*** Task inputs

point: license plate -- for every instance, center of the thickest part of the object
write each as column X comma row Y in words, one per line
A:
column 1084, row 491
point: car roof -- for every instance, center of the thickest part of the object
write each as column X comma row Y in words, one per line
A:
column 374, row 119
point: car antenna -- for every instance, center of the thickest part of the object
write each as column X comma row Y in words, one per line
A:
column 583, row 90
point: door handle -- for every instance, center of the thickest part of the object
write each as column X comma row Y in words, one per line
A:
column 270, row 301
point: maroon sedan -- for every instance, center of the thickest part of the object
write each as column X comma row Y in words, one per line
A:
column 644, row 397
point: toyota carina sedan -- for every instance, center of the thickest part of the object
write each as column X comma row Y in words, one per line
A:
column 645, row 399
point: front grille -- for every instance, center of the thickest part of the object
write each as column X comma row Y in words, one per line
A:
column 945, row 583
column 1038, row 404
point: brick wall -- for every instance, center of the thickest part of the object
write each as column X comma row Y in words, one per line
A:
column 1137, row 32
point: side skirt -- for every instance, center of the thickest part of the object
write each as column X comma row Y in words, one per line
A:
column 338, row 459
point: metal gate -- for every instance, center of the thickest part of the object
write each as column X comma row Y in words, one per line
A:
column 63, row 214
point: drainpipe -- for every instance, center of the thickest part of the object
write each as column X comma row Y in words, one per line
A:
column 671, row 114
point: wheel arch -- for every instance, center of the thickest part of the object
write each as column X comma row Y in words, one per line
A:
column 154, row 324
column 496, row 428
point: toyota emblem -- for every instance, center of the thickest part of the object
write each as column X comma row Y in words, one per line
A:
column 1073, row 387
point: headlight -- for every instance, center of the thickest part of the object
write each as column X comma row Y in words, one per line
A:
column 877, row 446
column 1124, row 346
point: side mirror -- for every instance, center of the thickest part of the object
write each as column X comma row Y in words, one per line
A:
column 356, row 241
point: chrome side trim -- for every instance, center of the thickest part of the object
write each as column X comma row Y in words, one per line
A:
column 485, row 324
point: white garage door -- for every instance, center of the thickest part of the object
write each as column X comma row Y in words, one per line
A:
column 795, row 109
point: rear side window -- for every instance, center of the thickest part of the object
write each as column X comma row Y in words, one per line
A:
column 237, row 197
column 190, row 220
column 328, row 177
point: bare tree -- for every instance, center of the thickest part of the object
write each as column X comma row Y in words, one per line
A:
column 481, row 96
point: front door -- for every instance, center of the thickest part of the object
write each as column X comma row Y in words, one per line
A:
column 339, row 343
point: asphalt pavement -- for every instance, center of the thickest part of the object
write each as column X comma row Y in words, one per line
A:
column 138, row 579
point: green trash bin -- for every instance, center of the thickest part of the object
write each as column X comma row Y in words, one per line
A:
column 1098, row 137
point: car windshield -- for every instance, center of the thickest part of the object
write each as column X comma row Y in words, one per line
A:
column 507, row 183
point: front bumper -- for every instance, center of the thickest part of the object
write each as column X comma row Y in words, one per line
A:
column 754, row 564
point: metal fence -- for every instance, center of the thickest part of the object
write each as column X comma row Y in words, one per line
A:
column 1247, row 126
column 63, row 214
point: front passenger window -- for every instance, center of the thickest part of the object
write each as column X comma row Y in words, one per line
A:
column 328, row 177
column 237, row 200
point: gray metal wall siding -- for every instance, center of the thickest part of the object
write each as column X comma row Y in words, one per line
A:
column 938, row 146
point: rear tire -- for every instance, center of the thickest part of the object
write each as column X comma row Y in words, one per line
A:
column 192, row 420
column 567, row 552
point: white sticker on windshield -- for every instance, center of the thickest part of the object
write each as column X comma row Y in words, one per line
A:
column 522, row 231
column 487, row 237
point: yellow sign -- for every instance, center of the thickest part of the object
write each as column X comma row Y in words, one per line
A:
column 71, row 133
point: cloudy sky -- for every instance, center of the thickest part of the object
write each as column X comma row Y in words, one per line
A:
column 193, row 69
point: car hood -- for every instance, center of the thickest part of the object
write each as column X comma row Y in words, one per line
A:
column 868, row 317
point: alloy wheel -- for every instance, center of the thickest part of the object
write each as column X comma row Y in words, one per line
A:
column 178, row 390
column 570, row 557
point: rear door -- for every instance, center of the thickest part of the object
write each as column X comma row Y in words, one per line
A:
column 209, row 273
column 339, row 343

******

Could you reproduce the whole listing above line for line, with no changes?

point: license plate -- for every instance, center of the thickest part of the object
write each as column X comma row Y in words, one per line
A:
column 1084, row 491
point: car roof -- for every instance, center of the thickest part of the object
write each as column X comma row Y in words, one per line
A:
column 374, row 119
point: car antenna -- for every instance, center of the thickest part of the object
write each as column X comma row Y in words, one per line
A:
column 583, row 90
point: door handle -- for every instance, center of the thickest part of the object
write each as column X comma row Y in words, one per line
A:
column 270, row 301
point: maroon sedan -- for every instance, center of the thickest part of the object
write each as column X comma row Y in words, one per line
A:
column 644, row 397
point: toyota carina sedan -- for every instance, center of the thickest part of the object
write each as column X comma row Y in words, one per line
A:
column 645, row 399
point: front grille -- for every instance, center of the thickest part of the object
write each as column X comma row Y in words, one per line
A:
column 945, row 583
column 1038, row 404
point: brick wall -- for every instance, center of the thickest part of the object
write each as column X comma row Y in words, one per line
A:
column 1137, row 32
point: side skirt -- for every instance, center of the thickest part of the object
write each as column X comma row Y in words, one per line
A:
column 338, row 459
point: metal gate -- for every instance, center of the thickest part of the object
write each as column X comma row Y in words, one per line
A:
column 63, row 214
point: drainpipe -- for every instance, center of the thickest part of the object
write each as column X comma row Y in words, one per line
A:
column 671, row 114
point: wheel arch -- for every instance, center of the thickest part of the object
write each as column X comma row Y in words, one per line
A:
column 154, row 324
column 496, row 428
point: toyota emblem -- for every instance, center of the thickest part of the object
write each as column X comma row Y in words, one per line
A:
column 1073, row 387
point: headlight -- for every instance, center of the thickest part of the object
write each as column X comma row Y in words, one per line
A:
column 877, row 446
column 1124, row 346
point: side mirror -- for every instance, center of the thickest part of the object
write each as column X comma row Y in words, one per line
A:
column 356, row 241
point: chrome side trim -- for every instance, center of the thickest part of the object
write each as column X comma row Y in words, one per line
A:
column 485, row 324
point: white garage door -- for every instance, center of the thickest part of the object
write each as column X comma row Y in words, one per line
A:
column 795, row 109
point: rear side window -- for every instance, center of the thickest part of the object
write each as column X comma row Y in words, one per line
A:
column 237, row 197
column 190, row 220
column 328, row 177
point: bare tree -- for every instance, center of the thickest part of the object
write each as column X comma row Y in words, one per line
A:
column 481, row 96
point: front door -- for every instance, center of the thickest part of the object
write each as column X comma row Y in words, one per line
A:
column 339, row 343
point: asphalt pavement -- for every instance, center of the thickest part of the object
write each as column X comma row Y in words, one per line
A:
column 138, row 579
point: green trash bin -- for every instance, center of the thickest part of the object
write each as column X comma row Y in words, one per line
A:
column 1098, row 137
point: car windshield -- for every instance, center of the thickest part of the object
write each as column X comma row Y in words, one per line
A:
column 507, row 183
point: front bumper -- for every instance, center of the thickest part of the object
write each as column X comma row Y in words, one per line
A:
column 754, row 564
point: metal fence -- for every instance, center of the thickest part of the object
write each as column X comma row Y in words, one per line
A:
column 1247, row 126
column 63, row 214
point: front passenger window -- for every instance, center of the thickest part of the object
write each as column X comma row Y in words, one per line
A:
column 328, row 177
column 237, row 200
point: gray metal wall siding -- for every instance, center of the thickest part of the object
write each as column X comma row Y in words, one per line
A:
column 938, row 146
point: rear tire -- for every instance, center of the thickest part of the object
write each as column X comma row Y in words, one per line
A:
column 192, row 420
column 567, row 552
point: white sticker on windshield -- for every instance, center of the thickest part of the object
write each as column X comma row Y in words, one per line
A:
column 522, row 231
column 487, row 237
point: yellow sign -- for every instance, center of the thickest part of the object
write each as column X comma row Y in words, one per line
A:
column 71, row 133
point: cloudy sky -- for every instance, center of the thickest part of the object
write each as column X comma row Y in words, one per line
A:
column 193, row 69
point: car hood -- for every instance, center of the thickest part of the object
write each as column X comma row Y in words, one per line
A:
column 868, row 317
point: alloy wheel -- for every instance, center of the thickest part of the object
write each as column X comma row Y in words, one per line
A:
column 178, row 390
column 570, row 557
point: rear door -- for every instance, center of the thickest part of the object
write each as column X comma row Y in words, one per line
A:
column 209, row 273
column 339, row 343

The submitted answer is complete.